### GIVEN TASK
Copy the lines below word for word, from the start of the lines through the line that contains "pixel 196 242", including that line.
********
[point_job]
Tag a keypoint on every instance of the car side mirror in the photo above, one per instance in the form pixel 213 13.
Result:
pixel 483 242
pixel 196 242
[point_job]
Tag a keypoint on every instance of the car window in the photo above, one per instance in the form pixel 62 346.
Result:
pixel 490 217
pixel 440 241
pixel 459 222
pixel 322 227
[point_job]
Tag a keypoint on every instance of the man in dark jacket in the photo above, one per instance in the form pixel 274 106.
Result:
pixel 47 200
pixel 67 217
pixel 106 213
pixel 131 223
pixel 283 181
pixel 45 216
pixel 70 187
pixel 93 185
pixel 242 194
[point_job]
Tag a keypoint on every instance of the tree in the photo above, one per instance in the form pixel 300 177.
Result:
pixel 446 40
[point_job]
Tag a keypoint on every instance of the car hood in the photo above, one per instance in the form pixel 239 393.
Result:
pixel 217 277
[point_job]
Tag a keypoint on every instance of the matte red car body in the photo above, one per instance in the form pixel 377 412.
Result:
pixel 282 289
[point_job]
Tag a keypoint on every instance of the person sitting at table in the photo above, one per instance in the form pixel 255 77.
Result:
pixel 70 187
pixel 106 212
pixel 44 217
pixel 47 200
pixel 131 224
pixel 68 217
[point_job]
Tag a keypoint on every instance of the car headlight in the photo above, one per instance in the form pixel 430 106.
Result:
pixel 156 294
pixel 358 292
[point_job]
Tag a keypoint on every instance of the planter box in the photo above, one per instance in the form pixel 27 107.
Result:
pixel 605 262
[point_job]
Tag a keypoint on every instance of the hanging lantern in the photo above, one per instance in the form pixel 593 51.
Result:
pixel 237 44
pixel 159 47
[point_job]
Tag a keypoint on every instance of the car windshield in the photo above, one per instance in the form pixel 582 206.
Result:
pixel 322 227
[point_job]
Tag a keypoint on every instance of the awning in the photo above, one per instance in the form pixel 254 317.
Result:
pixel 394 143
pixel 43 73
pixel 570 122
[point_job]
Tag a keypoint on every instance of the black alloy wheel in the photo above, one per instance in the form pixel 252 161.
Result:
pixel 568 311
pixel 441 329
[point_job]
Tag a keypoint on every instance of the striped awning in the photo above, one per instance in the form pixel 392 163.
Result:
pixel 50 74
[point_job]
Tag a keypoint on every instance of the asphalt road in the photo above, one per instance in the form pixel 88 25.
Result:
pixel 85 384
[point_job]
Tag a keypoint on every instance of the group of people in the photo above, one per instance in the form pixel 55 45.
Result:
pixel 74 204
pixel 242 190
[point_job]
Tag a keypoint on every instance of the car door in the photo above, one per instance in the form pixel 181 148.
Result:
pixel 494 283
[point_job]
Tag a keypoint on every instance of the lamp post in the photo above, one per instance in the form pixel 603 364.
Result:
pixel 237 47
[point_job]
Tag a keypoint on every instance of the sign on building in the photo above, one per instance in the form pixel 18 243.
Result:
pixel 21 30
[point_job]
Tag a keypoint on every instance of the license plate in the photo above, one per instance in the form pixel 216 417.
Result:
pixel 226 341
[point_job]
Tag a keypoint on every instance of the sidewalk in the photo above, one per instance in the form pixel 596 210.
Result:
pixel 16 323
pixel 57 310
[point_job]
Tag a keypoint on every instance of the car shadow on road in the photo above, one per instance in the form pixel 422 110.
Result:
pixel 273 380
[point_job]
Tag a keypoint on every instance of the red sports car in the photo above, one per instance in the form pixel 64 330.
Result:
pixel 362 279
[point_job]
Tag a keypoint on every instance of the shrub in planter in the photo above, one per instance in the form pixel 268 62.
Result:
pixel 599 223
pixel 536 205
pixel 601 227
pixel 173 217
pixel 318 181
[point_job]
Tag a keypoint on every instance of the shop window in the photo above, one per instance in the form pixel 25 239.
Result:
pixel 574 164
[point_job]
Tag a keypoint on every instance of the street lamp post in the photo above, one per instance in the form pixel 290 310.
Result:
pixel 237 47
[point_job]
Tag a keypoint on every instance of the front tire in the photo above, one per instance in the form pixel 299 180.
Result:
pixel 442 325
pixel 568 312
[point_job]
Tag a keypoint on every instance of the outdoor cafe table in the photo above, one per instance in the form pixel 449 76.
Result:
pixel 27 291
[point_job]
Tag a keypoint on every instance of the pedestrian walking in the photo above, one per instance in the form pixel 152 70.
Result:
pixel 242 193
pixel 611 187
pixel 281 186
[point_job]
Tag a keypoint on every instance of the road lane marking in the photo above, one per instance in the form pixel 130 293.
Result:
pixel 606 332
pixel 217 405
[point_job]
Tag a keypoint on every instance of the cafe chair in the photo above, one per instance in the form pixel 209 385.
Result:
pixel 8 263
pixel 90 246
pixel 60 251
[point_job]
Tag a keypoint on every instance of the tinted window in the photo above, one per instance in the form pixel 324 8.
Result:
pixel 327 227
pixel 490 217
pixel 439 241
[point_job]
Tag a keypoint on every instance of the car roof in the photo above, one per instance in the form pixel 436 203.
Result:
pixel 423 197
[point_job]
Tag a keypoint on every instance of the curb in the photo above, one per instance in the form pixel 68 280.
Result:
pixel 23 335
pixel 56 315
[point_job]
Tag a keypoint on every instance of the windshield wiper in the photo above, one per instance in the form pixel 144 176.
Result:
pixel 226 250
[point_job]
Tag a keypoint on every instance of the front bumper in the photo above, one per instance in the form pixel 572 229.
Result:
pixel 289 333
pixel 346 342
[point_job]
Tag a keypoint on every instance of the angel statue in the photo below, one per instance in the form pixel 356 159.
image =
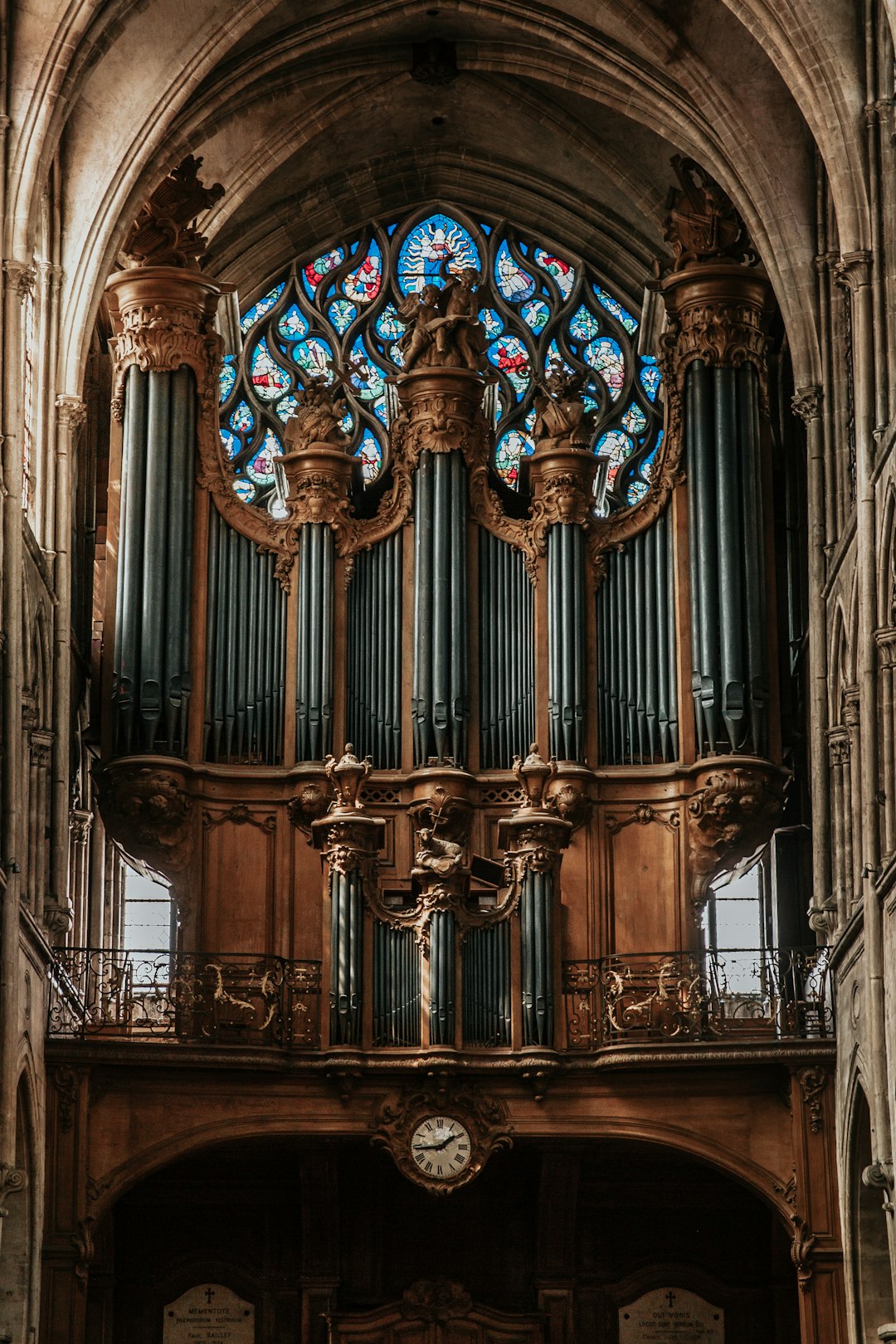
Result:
pixel 317 418
pixel 444 329
pixel 561 418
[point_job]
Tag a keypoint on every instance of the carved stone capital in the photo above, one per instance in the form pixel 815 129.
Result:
pixel 806 402
pixel 12 1181
pixel 71 413
pixel 730 821
pixel 484 1118
pixel 802 1252
pixel 163 233
pixel 811 1083
pixel 853 270
pixel 148 812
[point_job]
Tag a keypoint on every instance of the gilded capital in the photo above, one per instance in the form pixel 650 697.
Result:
pixel 806 402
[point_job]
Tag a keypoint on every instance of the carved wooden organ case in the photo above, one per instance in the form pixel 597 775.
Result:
pixel 448 878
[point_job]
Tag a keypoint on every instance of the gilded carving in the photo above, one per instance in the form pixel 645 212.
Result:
pixel 163 233
pixel 436 1300
pixel 148 812
pixel 730 821
pixel 484 1118
pixel 802 1252
pixel 811 1083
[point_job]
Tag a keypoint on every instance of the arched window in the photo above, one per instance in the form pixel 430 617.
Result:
pixel 342 308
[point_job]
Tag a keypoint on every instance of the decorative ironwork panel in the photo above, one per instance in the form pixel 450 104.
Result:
pixel 199 997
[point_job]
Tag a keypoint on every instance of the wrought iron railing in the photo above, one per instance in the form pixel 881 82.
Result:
pixel 203 997
pixel 679 996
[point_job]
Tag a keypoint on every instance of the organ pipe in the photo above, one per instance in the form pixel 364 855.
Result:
pixel 151 661
pixel 440 679
pixel 314 671
pixel 507 654
pixel 566 641
pixel 373 656
pixel 245 650
pixel 637 689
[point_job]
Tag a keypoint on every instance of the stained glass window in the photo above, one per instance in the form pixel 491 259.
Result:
pixel 338 311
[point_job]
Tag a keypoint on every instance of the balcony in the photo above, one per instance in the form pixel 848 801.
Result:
pixel 246 1001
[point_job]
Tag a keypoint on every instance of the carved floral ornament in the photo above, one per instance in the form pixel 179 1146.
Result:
pixel 163 312
pixel 484 1118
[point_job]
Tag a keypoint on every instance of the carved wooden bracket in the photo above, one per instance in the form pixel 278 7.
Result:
pixel 730 821
pixel 484 1118
pixel 147 811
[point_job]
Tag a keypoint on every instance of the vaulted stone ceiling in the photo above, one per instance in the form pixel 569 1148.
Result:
pixel 562 117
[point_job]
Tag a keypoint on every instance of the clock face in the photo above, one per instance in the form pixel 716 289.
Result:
pixel 441 1147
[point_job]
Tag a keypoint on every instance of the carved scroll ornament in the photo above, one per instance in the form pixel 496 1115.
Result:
pixel 730 821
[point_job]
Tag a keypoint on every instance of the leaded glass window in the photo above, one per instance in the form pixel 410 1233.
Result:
pixel 338 311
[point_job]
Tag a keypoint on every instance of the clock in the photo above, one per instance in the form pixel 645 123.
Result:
pixel 441 1148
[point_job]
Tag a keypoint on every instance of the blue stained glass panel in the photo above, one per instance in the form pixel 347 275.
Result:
pixel 293 324
pixel 492 321
pixel 367 377
pixel 268 378
pixel 320 268
pixel 262 307
pixel 314 357
pixel 635 420
pixel 585 325
pixel 511 357
pixel 231 442
pixel 261 470
pixel 509 449
pixel 614 307
pixel 363 284
pixel 242 418
pixel 285 407
pixel 649 375
pixel 514 283
pixel 606 359
pixel 433 241
pixel 562 270
pixel 342 314
pixel 227 379
pixel 536 314
pixel 371 455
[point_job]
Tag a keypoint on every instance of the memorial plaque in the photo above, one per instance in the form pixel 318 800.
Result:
pixel 208 1313
pixel 672 1316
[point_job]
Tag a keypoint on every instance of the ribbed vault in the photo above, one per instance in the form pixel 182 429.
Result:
pixel 562 116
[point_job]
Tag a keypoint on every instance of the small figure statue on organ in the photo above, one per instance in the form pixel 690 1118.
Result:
pixel 444 329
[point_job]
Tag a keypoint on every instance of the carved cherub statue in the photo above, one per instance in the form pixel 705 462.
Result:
pixel 561 418
pixel 444 325
pixel 437 855
pixel 317 418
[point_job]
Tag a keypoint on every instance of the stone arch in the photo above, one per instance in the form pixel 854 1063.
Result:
pixel 871 1281
pixel 21 1246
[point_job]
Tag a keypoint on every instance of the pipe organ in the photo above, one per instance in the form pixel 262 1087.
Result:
pixel 441 869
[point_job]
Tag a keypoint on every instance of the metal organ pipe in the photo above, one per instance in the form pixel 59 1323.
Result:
pixel 637 686
pixel 314 671
pixel 440 679
pixel 566 641
pixel 151 661
pixel 245 650
pixel 507 654
pixel 373 654
pixel 727 566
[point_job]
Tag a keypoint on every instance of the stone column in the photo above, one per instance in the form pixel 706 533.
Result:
pixel 440 427
pixel 533 839
pixel 165 359
pixel 349 840
pixel 713 364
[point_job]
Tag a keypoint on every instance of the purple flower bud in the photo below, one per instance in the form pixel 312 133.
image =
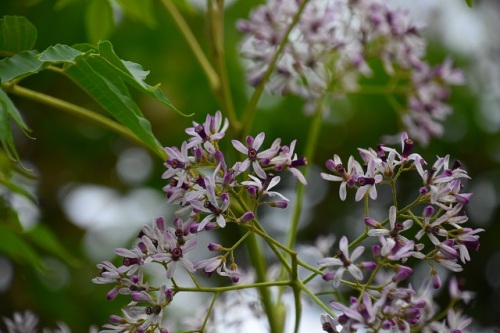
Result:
pixel 387 324
pixel 412 315
pixel 248 216
pixel 330 164
pixel 265 162
pixel 112 293
pixel 228 178
pixel 214 247
pixel 219 157
pixel 436 280
pixel 198 155
pixel 160 223
pixel 428 211
pixel 328 276
pixel 142 247
pixel 403 272
pixel 224 196
pixel 372 223
pixel 279 204
pixel 249 141
pixel 116 320
pixel 376 250
pixel 139 296
pixel 210 225
pixel 302 161
pixel 169 295
pixel 252 191
pixel 177 223
pixel 193 228
pixel 370 265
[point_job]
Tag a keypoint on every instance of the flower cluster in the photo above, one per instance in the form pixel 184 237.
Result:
pixel 332 45
pixel 209 195
pixel 430 228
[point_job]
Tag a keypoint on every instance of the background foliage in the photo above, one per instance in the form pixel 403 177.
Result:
pixel 67 150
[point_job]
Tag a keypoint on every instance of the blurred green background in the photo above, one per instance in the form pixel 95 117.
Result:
pixel 69 152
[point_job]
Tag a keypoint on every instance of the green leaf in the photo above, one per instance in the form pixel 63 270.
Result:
pixel 99 20
pixel 61 4
pixel 7 112
pixel 133 74
pixel 18 249
pixel 20 65
pixel 59 53
pixel 16 34
pixel 113 96
pixel 142 10
pixel 45 239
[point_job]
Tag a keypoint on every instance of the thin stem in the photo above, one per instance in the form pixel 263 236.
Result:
pixel 309 153
pixel 312 141
pixel 212 303
pixel 78 111
pixel 233 287
pixel 216 19
pixel 316 299
pixel 254 100
pixel 260 266
pixel 212 76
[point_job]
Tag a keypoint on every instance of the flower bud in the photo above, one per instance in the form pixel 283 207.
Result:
pixel 248 216
pixel 328 276
pixel 214 247
pixel 435 279
pixel 279 204
pixel 403 272
pixel 112 293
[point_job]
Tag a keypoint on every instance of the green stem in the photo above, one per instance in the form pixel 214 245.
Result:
pixel 216 19
pixel 252 104
pixel 79 112
pixel 258 262
pixel 309 153
pixel 316 299
pixel 231 288
pixel 212 76
pixel 312 141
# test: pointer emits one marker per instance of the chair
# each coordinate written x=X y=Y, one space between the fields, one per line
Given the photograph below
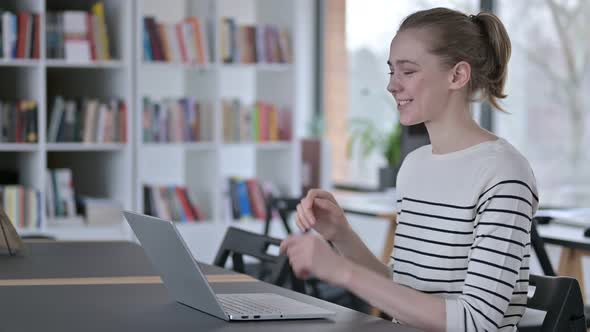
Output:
x=561 y=299
x=285 y=206
x=531 y=321
x=274 y=269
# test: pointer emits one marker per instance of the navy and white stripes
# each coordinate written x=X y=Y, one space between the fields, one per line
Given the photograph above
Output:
********
### RESULT BELOW
[point_job]
Tag a keypoint on every instance of the car side mirror in the photo above, one per instance in the form pixel 213 13.
Result:
pixel 483 242
pixel 196 242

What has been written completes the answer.